The parameter \(a\) accounts for the presence of intermolecular interactions, while the parameter \(b\) accounts for the non-negligible volume of the gas molecules. Despite the parameters having simple interpretations, their values for each gas must be determined experimentally. Values for these parameters for some significant non-ideal gas are reported below:

\(a \left[ \frac{\mathrm{L}^2\mathrm{bar}}{\mathrm{mol}^2} \right]\) \(b \left[ \frac{\mathrm{L}}{\mathrm{mol}} \right]\)
Ammonia 4.225 0.0371
Argon 1.355 0.03201
Carbon dioxide 3.640 0.04267
Carbon monoxide 1.505 0.03985
Chlorine 6.579 0.05622
Freon 10.78 0.0998
Helium 0.0346 0.0238
Hydrogen 0.2476 0.02661
Mercury 8.200 0.01696
Methane 2.283 0.04278
Neon 0.2135 0.01709
Nitrogen 1.370 0.0387
Oxygen 1.382 0.03186
Radon 6.601 0.06239
Xenon 4.250 0.05105

11.2.2 Joule–Thomson effect

The Joule–Thomson Experiment.

Figure 11.4: The Joule–Thomson Experiment.

We have already met William Thomson, also known as Lord Kelvin, and his seminal work on the second law of thermodynamics. In conjunction with that work, Thomson is famous for developing a sensitive method for measuring the temperature changes related to the expansion of a gas. These experiments improved on the earlier work by James Joule, and Lord Kelvin’s improved instrument depicted in Figure 11.4 is named the Joule–Thomson apparatus. The apparatus is composed of two chambers, each with its own mobile piston. The chambers are connected via a valve or a porous plug. The entire equipment is also thermally isolated from the surroundings. This instrument is a more sensitive version of the Joule expansion apparatus that we already described in section 3 (compare with Figure 3.1).

*GIVEN INFORMATION*.
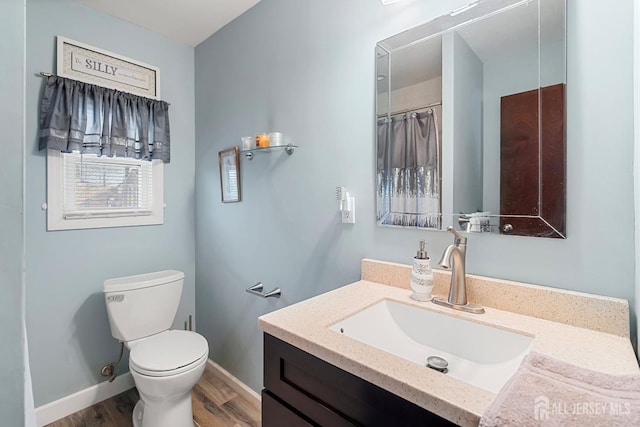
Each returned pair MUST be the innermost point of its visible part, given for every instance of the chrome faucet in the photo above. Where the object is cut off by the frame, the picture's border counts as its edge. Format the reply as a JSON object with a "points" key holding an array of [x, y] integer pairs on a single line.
{"points": [[454, 258]]}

*REQUEST 1*.
Translate into Spanish this sentence from the passage on non-ideal gases: "The chambers are connected via a valve or a porous plug."
*REQUEST 2*.
Rewrite the part of the passage on non-ideal gases that opens with the words containing "Figure 11.4: The" and closes with "with Figure 3.1).", replacing "chambers" with "compartments".
*REQUEST 3*.
In the passage on non-ideal gases, what does the parameter \(b\) account for?

*FINISHED ANSWER 1*.
Las cámaras están conectadas mediante una válvula o un tapón poroso.

*FINISHED ANSWER 2*.
Figure 11.4: The Joule–Thomson Experiment.

We have already met William Thomson, also known as Lord Kelvin, and his seminal work on the second law of thermodynamics. In conjunction with that work, Thomson is famous for developing a sensitive method for measuring the temperature changes related to the expansion of a gas. These experiments improved on the earlier work by James Joule, and Lord Kelvin’s improved instrument depicted in Figure 11.4 is named the Joule–Thomson apparatus. The apparatus is composed of two compartments, each with its own mobile piston. The compartments are connected via a valve or a porous plug. The entire equipment is also thermally isolated from the surroundings. This instrument is a more sensitive version of the Joule expansion apparatus that we already described in section 3 (compare with Figure 3.1).

*FINISHED ANSWER 3*.
The non-negligible volume of the gas molecules.